(Saved data entries)
★ ★ ★ ★ ★
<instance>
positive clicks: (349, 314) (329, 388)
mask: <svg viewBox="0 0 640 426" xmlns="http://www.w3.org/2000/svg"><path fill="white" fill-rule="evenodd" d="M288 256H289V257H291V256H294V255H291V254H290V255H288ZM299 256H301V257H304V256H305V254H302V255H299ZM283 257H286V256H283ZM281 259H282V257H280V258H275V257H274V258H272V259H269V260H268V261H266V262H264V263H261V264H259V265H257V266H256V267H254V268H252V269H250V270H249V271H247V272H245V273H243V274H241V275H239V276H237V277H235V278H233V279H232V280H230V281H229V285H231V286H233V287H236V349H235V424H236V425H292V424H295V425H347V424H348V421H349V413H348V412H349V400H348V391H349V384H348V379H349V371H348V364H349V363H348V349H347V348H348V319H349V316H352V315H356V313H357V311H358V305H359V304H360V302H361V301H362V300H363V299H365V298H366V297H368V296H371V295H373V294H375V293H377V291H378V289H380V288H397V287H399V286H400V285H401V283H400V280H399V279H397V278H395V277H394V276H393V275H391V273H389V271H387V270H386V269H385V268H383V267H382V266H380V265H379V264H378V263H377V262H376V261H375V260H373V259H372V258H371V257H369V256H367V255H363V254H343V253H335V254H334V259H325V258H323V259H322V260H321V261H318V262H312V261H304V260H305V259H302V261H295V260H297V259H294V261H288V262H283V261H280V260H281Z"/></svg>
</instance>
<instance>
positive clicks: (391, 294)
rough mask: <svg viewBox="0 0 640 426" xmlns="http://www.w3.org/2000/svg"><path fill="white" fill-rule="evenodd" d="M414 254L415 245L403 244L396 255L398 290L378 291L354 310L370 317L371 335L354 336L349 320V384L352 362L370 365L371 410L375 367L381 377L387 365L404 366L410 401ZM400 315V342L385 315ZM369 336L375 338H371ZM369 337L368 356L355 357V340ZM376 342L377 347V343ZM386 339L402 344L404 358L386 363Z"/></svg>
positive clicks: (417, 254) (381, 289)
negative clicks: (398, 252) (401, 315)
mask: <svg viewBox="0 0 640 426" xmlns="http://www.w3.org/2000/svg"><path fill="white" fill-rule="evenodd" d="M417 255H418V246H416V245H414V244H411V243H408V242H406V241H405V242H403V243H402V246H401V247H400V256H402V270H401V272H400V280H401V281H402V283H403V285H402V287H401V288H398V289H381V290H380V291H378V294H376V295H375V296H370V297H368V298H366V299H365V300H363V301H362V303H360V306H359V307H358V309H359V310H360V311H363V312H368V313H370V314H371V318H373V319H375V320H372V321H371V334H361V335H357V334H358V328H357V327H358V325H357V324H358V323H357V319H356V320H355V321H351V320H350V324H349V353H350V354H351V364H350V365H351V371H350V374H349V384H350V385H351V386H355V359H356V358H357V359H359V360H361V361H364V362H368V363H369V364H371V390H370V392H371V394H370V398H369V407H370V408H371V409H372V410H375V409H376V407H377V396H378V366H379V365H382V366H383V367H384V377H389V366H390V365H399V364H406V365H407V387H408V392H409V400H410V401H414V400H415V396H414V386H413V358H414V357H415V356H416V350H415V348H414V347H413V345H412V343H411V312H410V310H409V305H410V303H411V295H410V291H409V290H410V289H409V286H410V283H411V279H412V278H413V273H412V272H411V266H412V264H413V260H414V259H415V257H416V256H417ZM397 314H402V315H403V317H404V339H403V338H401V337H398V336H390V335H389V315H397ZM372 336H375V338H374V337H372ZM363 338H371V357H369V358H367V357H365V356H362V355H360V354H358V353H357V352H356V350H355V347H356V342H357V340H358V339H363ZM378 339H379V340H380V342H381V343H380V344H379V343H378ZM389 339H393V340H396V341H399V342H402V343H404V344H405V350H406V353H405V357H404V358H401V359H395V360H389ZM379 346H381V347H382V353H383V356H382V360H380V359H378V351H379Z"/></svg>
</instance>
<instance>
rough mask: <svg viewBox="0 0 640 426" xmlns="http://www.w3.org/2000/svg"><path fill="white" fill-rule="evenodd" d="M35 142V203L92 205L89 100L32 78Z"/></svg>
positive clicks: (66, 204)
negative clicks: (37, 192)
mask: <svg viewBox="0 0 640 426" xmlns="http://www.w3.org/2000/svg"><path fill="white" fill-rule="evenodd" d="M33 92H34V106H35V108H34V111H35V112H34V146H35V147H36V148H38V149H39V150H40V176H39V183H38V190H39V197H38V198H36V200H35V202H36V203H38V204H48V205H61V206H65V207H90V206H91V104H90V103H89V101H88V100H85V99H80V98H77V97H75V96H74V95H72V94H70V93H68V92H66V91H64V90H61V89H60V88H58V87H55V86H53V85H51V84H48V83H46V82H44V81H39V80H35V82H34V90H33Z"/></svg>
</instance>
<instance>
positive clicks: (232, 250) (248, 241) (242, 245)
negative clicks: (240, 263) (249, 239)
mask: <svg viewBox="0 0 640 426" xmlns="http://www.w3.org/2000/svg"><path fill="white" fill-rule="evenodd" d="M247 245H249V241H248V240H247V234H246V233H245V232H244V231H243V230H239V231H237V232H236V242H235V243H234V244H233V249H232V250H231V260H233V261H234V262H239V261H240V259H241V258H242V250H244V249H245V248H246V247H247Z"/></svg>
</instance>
★ ★ ★ ★ ★
*WORK INSTRUCTIONS*
Reproduce each line of the data containing the word "rough".

*REPLY*
rough mask: <svg viewBox="0 0 640 426" xmlns="http://www.w3.org/2000/svg"><path fill="white" fill-rule="evenodd" d="M414 254L415 245L403 244L396 255L398 290L378 291L354 310L370 317L371 335L354 336L349 320V384L352 362L370 365L371 410L375 367L381 377L387 365L404 366L410 401ZM400 315V342L385 315ZM369 336L375 338H371ZM369 337L368 356L355 357V340ZM376 342L377 347V343ZM386 339L402 344L404 358L386 363Z"/></svg>
rough mask: <svg viewBox="0 0 640 426" xmlns="http://www.w3.org/2000/svg"><path fill="white" fill-rule="evenodd" d="M35 142V203L92 205L89 100L32 78Z"/></svg>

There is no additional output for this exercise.